→ **Exercise description**: Every entry below is to be copied exactly, apart from any picture it holds.

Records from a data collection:
+ + + + + + +

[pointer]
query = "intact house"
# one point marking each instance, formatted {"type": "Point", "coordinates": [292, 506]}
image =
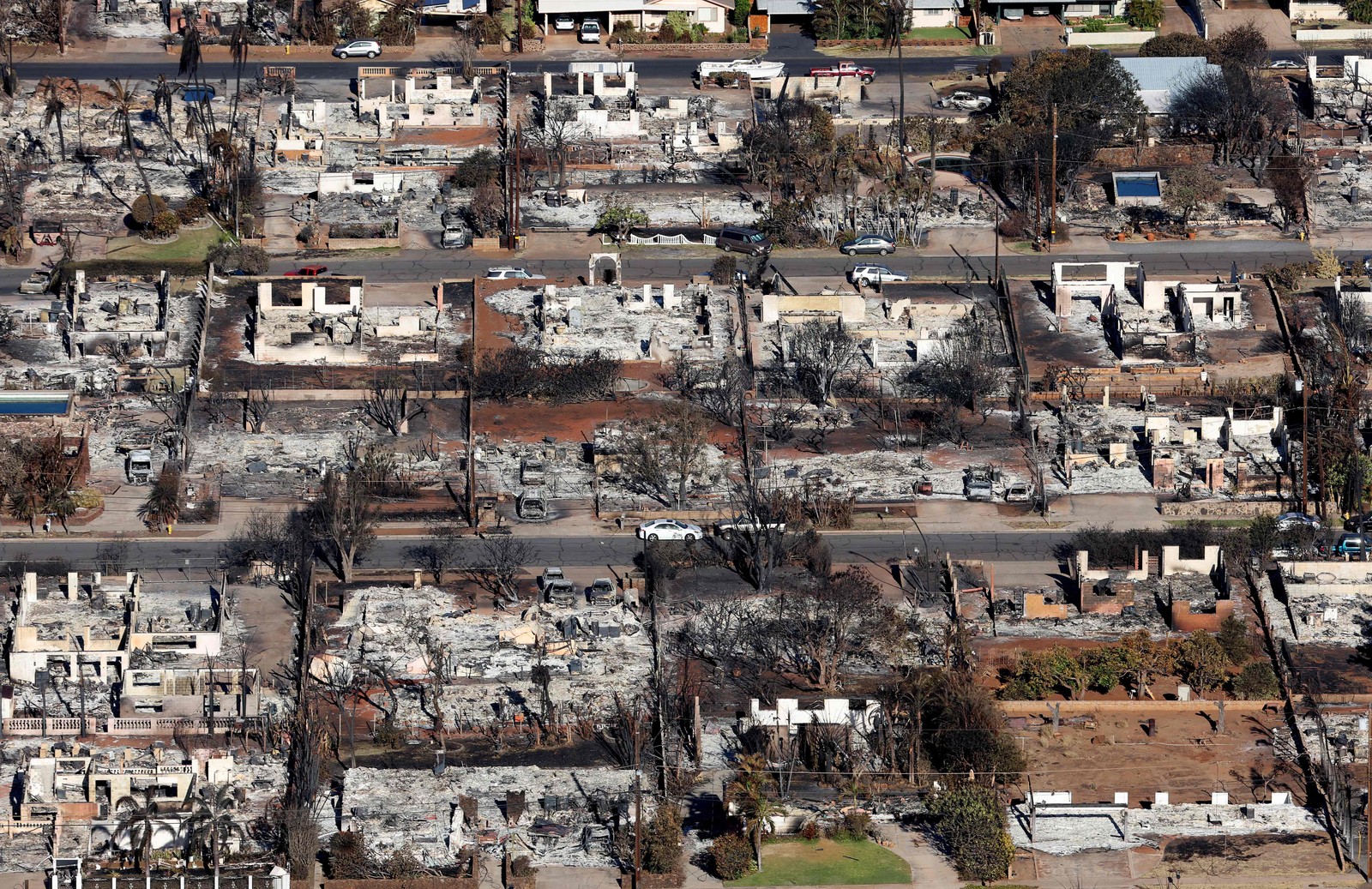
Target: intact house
{"type": "Point", "coordinates": [641, 14]}
{"type": "Point", "coordinates": [1159, 77]}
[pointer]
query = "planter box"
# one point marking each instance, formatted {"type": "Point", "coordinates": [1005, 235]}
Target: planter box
{"type": "Point", "coordinates": [1109, 39]}
{"type": "Point", "coordinates": [656, 881]}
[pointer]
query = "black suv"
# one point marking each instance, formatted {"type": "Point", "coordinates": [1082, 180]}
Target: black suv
{"type": "Point", "coordinates": [744, 240]}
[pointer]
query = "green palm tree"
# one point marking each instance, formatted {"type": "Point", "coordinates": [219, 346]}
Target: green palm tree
{"type": "Point", "coordinates": [137, 815]}
{"type": "Point", "coordinates": [214, 825]}
{"type": "Point", "coordinates": [123, 99]}
{"type": "Point", "coordinates": [751, 789]}
{"type": "Point", "coordinates": [164, 502]}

+ + + + + + +

→ **Task solution**:
[pointer]
query = "intact house"
# one point marking each instance, formatted {"type": "Point", "coordinates": [292, 506]}
image =
Target: intact house
{"type": "Point", "coordinates": [641, 14]}
{"type": "Point", "coordinates": [1159, 77]}
[pointer]
query = "planter box"
# one point marking each instance, formatted {"type": "Point", "coordinates": [1005, 235]}
Target: planter box
{"type": "Point", "coordinates": [1109, 39]}
{"type": "Point", "coordinates": [656, 881]}
[pointer]
query = "black suv"
# one point marking each instance, formatted {"type": "Point", "coordinates": [1082, 180]}
Target: black suv
{"type": "Point", "coordinates": [744, 240]}
[pointer]
query = "green palm tree"
# one point marking each instance, formatted {"type": "Point", "coordinates": [219, 346]}
Target: green palm tree
{"type": "Point", "coordinates": [137, 815]}
{"type": "Point", "coordinates": [214, 825]}
{"type": "Point", "coordinates": [123, 99]}
{"type": "Point", "coordinates": [751, 789]}
{"type": "Point", "coordinates": [164, 502]}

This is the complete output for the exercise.